>> Start RECORDS PROVIDED

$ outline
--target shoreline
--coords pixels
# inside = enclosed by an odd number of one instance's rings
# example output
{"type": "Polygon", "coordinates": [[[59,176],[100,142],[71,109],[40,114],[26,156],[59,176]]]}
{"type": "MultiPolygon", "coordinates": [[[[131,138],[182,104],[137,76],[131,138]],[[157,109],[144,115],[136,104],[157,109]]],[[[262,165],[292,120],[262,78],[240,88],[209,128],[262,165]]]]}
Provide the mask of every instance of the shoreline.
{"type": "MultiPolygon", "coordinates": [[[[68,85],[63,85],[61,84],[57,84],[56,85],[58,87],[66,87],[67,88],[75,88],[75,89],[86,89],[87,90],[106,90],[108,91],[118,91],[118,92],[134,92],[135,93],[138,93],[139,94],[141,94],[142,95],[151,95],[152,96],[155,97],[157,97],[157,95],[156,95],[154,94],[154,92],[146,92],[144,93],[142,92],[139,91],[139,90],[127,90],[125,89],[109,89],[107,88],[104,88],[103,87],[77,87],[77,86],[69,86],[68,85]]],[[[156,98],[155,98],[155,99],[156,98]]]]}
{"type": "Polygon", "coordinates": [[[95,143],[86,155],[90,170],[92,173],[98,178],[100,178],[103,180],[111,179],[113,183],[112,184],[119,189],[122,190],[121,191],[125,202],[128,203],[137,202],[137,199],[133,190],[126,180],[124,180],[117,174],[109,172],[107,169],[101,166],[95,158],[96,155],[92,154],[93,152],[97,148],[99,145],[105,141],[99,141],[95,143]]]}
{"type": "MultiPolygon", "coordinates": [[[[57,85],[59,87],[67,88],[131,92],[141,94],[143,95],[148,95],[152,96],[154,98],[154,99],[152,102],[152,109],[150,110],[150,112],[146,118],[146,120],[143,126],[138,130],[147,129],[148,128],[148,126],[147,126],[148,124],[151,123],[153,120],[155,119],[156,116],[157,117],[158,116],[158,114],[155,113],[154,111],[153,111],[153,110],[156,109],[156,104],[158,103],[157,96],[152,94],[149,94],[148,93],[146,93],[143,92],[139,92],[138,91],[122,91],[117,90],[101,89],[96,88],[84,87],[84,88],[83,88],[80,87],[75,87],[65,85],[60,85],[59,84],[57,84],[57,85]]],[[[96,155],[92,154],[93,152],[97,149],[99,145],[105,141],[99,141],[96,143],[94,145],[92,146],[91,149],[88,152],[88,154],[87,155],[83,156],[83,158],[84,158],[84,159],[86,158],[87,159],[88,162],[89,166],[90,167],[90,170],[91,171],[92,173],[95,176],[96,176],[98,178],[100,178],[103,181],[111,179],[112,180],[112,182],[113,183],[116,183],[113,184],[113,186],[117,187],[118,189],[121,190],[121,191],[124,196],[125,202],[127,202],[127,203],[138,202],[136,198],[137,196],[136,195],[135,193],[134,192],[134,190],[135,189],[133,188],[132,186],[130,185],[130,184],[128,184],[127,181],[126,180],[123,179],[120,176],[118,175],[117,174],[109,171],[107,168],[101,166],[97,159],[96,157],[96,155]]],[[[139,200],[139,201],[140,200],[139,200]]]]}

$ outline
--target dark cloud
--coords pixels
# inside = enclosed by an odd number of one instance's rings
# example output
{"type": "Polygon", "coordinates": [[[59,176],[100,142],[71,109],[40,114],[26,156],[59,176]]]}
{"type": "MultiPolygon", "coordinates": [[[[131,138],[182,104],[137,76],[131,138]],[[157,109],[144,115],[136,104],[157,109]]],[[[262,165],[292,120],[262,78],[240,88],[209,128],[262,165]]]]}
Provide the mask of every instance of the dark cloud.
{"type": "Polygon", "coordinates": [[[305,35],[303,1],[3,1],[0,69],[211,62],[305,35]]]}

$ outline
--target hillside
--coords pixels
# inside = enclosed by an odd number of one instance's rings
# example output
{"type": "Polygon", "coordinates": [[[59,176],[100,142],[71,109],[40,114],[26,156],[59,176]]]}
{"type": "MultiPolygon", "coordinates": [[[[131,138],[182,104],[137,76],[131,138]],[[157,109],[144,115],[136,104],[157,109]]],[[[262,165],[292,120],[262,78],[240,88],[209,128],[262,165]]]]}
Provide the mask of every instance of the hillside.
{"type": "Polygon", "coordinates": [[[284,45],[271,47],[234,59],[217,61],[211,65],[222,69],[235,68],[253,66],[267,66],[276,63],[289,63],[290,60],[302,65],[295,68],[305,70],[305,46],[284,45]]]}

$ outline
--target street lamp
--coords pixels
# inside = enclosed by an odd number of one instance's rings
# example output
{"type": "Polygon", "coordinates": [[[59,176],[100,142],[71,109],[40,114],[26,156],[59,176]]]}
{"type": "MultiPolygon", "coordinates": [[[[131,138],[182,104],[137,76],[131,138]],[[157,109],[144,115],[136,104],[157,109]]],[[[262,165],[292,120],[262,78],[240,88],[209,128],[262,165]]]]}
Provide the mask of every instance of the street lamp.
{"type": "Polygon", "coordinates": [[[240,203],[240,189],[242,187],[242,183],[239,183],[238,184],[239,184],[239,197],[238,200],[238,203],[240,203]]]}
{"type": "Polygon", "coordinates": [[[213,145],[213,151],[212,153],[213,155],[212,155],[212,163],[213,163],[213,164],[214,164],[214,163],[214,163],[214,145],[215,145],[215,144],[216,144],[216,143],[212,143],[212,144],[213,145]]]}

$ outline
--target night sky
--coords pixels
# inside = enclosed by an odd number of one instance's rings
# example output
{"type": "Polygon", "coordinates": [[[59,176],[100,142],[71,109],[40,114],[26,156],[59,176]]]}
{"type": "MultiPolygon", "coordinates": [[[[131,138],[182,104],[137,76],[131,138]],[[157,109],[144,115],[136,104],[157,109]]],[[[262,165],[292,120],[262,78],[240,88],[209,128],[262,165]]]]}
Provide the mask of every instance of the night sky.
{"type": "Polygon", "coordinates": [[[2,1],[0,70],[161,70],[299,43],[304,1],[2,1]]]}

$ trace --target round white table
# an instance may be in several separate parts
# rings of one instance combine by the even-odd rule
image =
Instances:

>> End RECORDS PROVIDED

§ **EXERCISE**:
Write out all of the lines above, character for character, without any alteration.

§ **OUTPUT**:
$ outline
--target shoreline
--coords pixels
# inside = enclosed by an odd number of one instance's rings
# example output
{"type": "Polygon", "coordinates": [[[59,176],[100,142],[71,109],[40,114],[26,156],[59,176]]]}
{"type": "MultiPolygon", "coordinates": [[[[131,138],[182,104],[137,76],[131,138]],[[157,109],[144,115],[136,104],[157,109]]],[[[262,165],[292,120],[262,78],[240,88],[209,128],[262,165]]]]}
Provide the mask of every instance of the shoreline.
{"type": "MultiPolygon", "coordinates": [[[[68,85],[63,85],[61,84],[57,84],[56,85],[58,87],[66,87],[67,88],[75,88],[75,89],[86,89],[87,90],[106,90],[108,91],[118,91],[118,92],[134,92],[135,93],[138,93],[139,94],[141,94],[142,95],[151,95],[152,96],[155,97],[157,97],[157,95],[156,95],[154,94],[154,92],[146,92],[144,93],[142,92],[139,91],[139,90],[127,90],[125,89],[109,89],[107,88],[104,88],[103,87],[77,87],[77,86],[69,86],[68,85]]],[[[156,98],[155,98],[155,99],[156,98]]]]}
{"type": "Polygon", "coordinates": [[[95,143],[86,155],[90,170],[92,173],[98,178],[100,178],[103,180],[111,179],[113,183],[112,184],[119,189],[122,190],[121,191],[125,202],[128,203],[137,202],[137,199],[133,190],[126,180],[124,180],[117,174],[109,172],[107,169],[101,166],[95,158],[96,155],[92,154],[93,152],[97,148],[99,145],[105,141],[99,141],[95,143]]]}
{"type": "MultiPolygon", "coordinates": [[[[57,85],[59,87],[67,88],[131,92],[141,94],[143,95],[148,95],[152,96],[154,98],[154,99],[152,102],[152,109],[150,110],[150,112],[146,118],[146,120],[143,126],[138,130],[147,129],[148,128],[148,126],[147,126],[148,124],[151,123],[153,120],[155,119],[156,116],[157,117],[158,116],[158,114],[155,113],[154,111],[153,111],[153,110],[156,109],[156,104],[158,103],[157,96],[152,94],[149,94],[148,93],[146,93],[143,92],[139,92],[138,91],[122,91],[117,90],[101,89],[96,88],[84,87],[84,88],[83,88],[80,87],[75,87],[65,85],[60,85],[59,84],[57,84],[57,85]]],[[[96,155],[92,154],[93,152],[97,149],[99,145],[105,141],[99,141],[96,143],[94,145],[92,146],[91,149],[88,152],[88,154],[87,155],[83,156],[83,158],[84,158],[84,159],[86,158],[87,159],[88,162],[89,166],[90,167],[90,170],[91,171],[92,173],[95,176],[96,176],[98,178],[100,178],[103,181],[111,179],[112,180],[112,182],[113,183],[116,183],[113,184],[113,186],[117,187],[118,189],[121,190],[121,191],[124,196],[125,202],[127,202],[127,203],[138,202],[136,198],[137,196],[136,195],[135,193],[134,192],[134,190],[135,189],[133,188],[132,186],[130,185],[130,184],[128,184],[127,181],[126,180],[123,179],[120,176],[118,175],[117,174],[109,171],[107,168],[101,166],[97,159],[96,157],[96,155]]],[[[139,200],[139,201],[140,200],[139,200]]]]}

$ outline
--target dark cloud
--coords pixels
# inside = enclosed by an odd number of one instance's rings
# example output
{"type": "Polygon", "coordinates": [[[59,176],[100,142],[71,109],[40,114],[26,156],[59,176]]]}
{"type": "MultiPolygon", "coordinates": [[[[131,138],[182,104],[137,76],[131,138]],[[157,109],[144,115],[136,104],[157,109]]],[[[262,165],[292,120],[262,78],[240,88],[209,128],[262,165]]]]}
Provide the mask of every instance of the dark cloud.
{"type": "Polygon", "coordinates": [[[305,35],[303,1],[3,1],[0,69],[211,62],[305,35]]]}

$ outline
--target hillside
--coords pixels
# inside = enclosed by an odd number of one instance's rings
# example output
{"type": "Polygon", "coordinates": [[[59,176],[100,142],[71,109],[40,114],[26,156],[59,176]]]}
{"type": "MultiPolygon", "coordinates": [[[[131,138],[182,104],[137,76],[131,138]],[[157,109],[144,115],[136,104],[157,109]]],[[[262,165],[292,120],[262,78],[240,88],[209,128],[262,165]]]]}
Provide the mask of every instance of the hillside.
{"type": "Polygon", "coordinates": [[[284,45],[271,47],[234,59],[217,61],[211,65],[222,69],[235,68],[253,66],[267,66],[276,63],[289,63],[290,60],[302,65],[295,68],[305,70],[305,46],[284,45]]]}

$ outline
--target street lamp
--coords pixels
# inside = enclosed by an odd number of one instance's rings
# example output
{"type": "Polygon", "coordinates": [[[59,176],[100,142],[71,109],[40,114],[26,156],[59,176]]]}
{"type": "MultiPolygon", "coordinates": [[[[131,138],[182,104],[137,76],[131,138]],[[157,109],[144,115],[136,104],[157,109]]],[[[262,165],[292,120],[262,78],[240,88],[209,128],[262,165]]]]}
Provide the mask of every instance of the street lamp.
{"type": "Polygon", "coordinates": [[[240,203],[240,189],[242,187],[242,183],[239,183],[238,184],[239,184],[239,197],[238,200],[238,203],[240,203]]]}
{"type": "Polygon", "coordinates": [[[213,145],[213,151],[212,153],[213,155],[212,155],[212,163],[213,163],[213,164],[214,164],[214,163],[214,163],[214,145],[215,145],[215,144],[216,144],[216,143],[212,143],[212,144],[213,145]]]}

$ outline
--target night sky
--coords pixels
# inside = enclosed by an odd number of one instance's rings
# example output
{"type": "Polygon", "coordinates": [[[59,176],[100,142],[71,109],[40,114],[26,156],[59,176]]]}
{"type": "MultiPolygon", "coordinates": [[[[131,138],[182,104],[137,76],[131,138]],[[157,109],[144,115],[136,104],[157,109]]],[[[262,165],[292,120],[262,78],[240,88],[209,128],[262,165]]]]}
Provide the mask of every instance of the night sky.
{"type": "Polygon", "coordinates": [[[2,1],[0,70],[161,70],[299,43],[304,1],[2,1]]]}

$ trace --target round white table
# an instance may be in several separate parts
# rings of one instance combine by the even-odd rule
image =
Instances:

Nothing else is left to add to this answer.